Fumare una sigaretta è spesso considerato un gesto innocuo, ma i dati scientifici rivelano una realtà ben diversa. Secondo uno studio dell’University College di Londra, ogni sigaretta accorcia la vita di circa venti minuti per i fumatori a lungo termine. Questa scoperta ha riacceso l’interesse sulle conseguenze del tabagismo, il cui consumo ha origini antiche nelle civiltà precolombiane dell’America, dove il tabacco era utilizzato in cerimonie religiose.
Dopo l’arrivo di Cristoforo Colombo nel 1492, il tabacco venne introdotto in Europa, inizialmente come pianta medicinale. In poco tempo, la sua diffusione tra le classi aristocratiche e nelle corti reali innescò una vera e propria moda. Nel XVII secolo, il tabacco era diventato un prodotto di massa, coltivato nelle colonie e venduto in tutto il mondo. Il XI secolo segnò l’industrializzazione della produzione di sigarette, rendendo il fumo accessibile a un pubblico vasto, proliferando grazie a potenti multinazionali.
Nonostante i primi avvertimenti della comunità scientifica, il consumo di sigarette continuò a crescere fino agli anni ’50, quando emersero studi rivelatori sul legame tra fumo e malattie letali come il cancro ai polmoni e le malattie cardiovascolari. Le sostanze chimiche presenti nel fumo di sigaretta sono estremamente dannose: oltre settemila sostanze, di cui almeno settanta sono cancerogene. La nicotina, il catrame e il monossido di carbonio sono tra i composti più pericolosi, i quali aumentano il rischio di malattie gravi e compromettono la salute generale.

[Descrizioni di regioni in linguaggio naturale]
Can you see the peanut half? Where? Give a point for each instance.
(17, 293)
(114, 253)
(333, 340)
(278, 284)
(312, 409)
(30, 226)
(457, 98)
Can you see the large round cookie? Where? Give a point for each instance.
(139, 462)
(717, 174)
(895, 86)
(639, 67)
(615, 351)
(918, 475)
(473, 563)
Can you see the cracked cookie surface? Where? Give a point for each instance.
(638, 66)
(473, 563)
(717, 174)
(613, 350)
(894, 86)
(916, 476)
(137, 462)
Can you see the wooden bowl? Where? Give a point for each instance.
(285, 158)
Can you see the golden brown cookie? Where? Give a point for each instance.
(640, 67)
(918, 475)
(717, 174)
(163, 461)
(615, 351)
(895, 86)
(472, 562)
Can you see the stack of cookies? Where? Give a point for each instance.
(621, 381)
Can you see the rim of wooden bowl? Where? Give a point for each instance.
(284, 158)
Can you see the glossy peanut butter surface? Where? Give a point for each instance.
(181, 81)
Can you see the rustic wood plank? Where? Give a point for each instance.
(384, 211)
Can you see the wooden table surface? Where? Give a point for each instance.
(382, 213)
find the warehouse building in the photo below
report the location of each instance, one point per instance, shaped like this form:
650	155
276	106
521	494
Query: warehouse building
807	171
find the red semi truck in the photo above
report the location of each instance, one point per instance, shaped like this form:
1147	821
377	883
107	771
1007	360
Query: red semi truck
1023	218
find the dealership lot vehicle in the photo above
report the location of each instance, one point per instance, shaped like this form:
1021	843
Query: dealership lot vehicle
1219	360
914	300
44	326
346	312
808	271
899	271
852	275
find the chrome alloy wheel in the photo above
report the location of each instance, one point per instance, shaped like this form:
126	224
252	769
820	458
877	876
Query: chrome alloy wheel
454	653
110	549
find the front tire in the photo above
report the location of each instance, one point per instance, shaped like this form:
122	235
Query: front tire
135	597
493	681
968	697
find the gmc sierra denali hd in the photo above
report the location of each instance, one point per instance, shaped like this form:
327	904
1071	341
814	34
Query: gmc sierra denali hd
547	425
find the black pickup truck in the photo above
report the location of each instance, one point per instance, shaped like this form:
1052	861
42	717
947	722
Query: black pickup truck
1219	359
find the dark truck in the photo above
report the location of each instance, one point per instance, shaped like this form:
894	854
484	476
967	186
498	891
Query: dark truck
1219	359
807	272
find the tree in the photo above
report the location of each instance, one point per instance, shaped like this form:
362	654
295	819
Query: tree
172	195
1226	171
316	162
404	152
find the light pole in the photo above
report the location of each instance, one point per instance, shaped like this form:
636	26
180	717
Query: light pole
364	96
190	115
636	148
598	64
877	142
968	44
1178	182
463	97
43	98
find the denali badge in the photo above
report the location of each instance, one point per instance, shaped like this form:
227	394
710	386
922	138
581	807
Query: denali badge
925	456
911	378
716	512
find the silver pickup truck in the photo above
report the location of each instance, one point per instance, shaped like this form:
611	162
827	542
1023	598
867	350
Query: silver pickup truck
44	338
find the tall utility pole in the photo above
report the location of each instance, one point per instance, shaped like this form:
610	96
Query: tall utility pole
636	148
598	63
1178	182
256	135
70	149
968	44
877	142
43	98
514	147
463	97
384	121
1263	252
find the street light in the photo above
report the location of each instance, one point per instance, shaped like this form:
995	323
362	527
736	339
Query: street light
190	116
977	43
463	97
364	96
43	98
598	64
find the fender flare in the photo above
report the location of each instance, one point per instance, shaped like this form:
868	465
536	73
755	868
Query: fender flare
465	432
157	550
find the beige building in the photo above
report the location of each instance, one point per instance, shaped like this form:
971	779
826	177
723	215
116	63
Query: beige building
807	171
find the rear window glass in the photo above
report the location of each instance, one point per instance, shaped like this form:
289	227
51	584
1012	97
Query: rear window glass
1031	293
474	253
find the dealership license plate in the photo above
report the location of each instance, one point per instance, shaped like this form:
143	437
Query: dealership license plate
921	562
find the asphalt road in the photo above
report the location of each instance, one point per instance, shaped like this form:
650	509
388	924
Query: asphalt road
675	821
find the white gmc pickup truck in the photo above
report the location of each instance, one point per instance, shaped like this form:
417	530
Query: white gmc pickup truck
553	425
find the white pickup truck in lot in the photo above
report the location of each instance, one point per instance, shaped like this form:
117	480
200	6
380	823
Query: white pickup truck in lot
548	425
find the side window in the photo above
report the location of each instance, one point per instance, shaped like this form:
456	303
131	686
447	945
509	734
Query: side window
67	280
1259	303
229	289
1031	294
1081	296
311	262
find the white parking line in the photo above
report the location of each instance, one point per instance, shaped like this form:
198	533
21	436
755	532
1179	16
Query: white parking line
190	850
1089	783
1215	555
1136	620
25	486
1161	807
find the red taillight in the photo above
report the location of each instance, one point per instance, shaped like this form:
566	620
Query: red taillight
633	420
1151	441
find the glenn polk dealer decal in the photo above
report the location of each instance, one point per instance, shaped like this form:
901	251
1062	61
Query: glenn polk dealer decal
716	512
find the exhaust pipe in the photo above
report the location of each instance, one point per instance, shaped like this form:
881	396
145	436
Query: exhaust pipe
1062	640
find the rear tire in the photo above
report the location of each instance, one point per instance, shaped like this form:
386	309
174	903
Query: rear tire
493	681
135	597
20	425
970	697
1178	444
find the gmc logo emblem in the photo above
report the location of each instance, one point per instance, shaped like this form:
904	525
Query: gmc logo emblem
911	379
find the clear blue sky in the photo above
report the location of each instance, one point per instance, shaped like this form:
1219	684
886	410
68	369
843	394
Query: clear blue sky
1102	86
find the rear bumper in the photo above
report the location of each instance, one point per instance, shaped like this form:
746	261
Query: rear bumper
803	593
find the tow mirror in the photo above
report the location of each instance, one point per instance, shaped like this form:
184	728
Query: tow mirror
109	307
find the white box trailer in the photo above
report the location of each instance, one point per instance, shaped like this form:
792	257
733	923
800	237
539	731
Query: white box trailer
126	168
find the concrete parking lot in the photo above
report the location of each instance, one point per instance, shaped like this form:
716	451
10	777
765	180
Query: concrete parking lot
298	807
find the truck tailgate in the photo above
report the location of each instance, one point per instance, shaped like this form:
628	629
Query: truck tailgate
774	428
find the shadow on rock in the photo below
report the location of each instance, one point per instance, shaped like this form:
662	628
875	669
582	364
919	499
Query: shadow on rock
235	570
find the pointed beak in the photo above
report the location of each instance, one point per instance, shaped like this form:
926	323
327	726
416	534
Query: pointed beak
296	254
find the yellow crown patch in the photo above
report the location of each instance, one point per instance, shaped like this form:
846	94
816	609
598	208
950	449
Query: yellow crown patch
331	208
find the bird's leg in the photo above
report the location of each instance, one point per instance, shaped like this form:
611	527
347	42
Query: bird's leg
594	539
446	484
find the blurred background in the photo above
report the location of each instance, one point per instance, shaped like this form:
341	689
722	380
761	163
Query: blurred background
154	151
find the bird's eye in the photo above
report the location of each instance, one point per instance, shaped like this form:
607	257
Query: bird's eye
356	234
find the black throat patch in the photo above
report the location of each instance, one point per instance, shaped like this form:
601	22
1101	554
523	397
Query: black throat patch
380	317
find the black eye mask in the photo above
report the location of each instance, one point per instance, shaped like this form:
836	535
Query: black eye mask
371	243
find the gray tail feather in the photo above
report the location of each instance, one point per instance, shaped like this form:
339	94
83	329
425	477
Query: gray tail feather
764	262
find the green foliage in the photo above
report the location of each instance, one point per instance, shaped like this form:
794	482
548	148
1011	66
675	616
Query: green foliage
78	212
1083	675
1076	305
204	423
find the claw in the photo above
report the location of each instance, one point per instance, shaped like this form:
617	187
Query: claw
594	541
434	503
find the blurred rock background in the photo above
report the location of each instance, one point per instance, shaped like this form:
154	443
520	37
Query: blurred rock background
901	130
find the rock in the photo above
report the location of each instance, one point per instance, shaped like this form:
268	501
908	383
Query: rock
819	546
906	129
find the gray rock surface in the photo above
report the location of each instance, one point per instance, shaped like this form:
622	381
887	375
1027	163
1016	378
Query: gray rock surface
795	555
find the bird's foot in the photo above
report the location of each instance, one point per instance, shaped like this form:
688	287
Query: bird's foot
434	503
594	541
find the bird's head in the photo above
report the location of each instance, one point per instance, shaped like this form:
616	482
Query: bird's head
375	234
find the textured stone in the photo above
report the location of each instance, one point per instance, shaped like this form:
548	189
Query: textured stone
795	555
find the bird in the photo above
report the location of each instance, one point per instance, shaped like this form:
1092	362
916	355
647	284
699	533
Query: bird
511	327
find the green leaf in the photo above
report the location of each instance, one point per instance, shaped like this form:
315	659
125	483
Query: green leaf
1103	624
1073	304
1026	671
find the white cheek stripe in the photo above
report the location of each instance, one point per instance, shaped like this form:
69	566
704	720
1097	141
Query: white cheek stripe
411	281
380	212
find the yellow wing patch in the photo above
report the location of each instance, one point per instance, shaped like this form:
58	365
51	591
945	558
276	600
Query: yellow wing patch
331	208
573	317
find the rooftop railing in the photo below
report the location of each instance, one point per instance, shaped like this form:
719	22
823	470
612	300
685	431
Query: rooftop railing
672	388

DA FARE:
1 > Per ciascuna affermazione indica se è d'accordo con il testo sul fumo e cita le parole che lo dimostrano. (a) Per chi fuma da molto tempo, ogni sigaretta toglie circa venti minuti di vita. (b) Appena arrivato in Europa, il tabacco era considerato un prodotto di massa. (c) Nel fumo di sigaretta ci sono più di settemila sostanze, e almeno settanta sono cancerogene.
2 > Prosegui il testo sul fumo dopo la sua ultima frase.

RISPOSTE:
1 >
(a) Sì: "ogni sigaretta accorcia la vita di circa venti minuti per i fumatori a lungo termine".
(b) No: "il tabacco venne introdotto in Europa, inizialmente come pianta medicinale".
(c) Sì: "oltre settemila sostanze, di cui almeno settanta sono cancerogene".

2 >
Il recente studio dell’UCL ha messo in evidenza la perdita di vita associata al fumo, con gli uomini che perdono in media 17 minuti e le donne 22 minuti per ogni sigaretta. I risultati derivano da studi epidemiologici dettagliati, sottolineando come i danni siano cumulativi. Tuttavia, smettere di fumare porta significativi benefici: anche brevi periodi senza fumo possono aumentare la longevità e abbattere il rischio di malattie. Smettere a 40 anni riduce del 90% il rischio di morte per patologie correlate, mentre anche nei soggetti più anziani miglioramenti nella qualità della vita sono possibili, con una riduzione delle malattie cardiovascolari e respiratorie.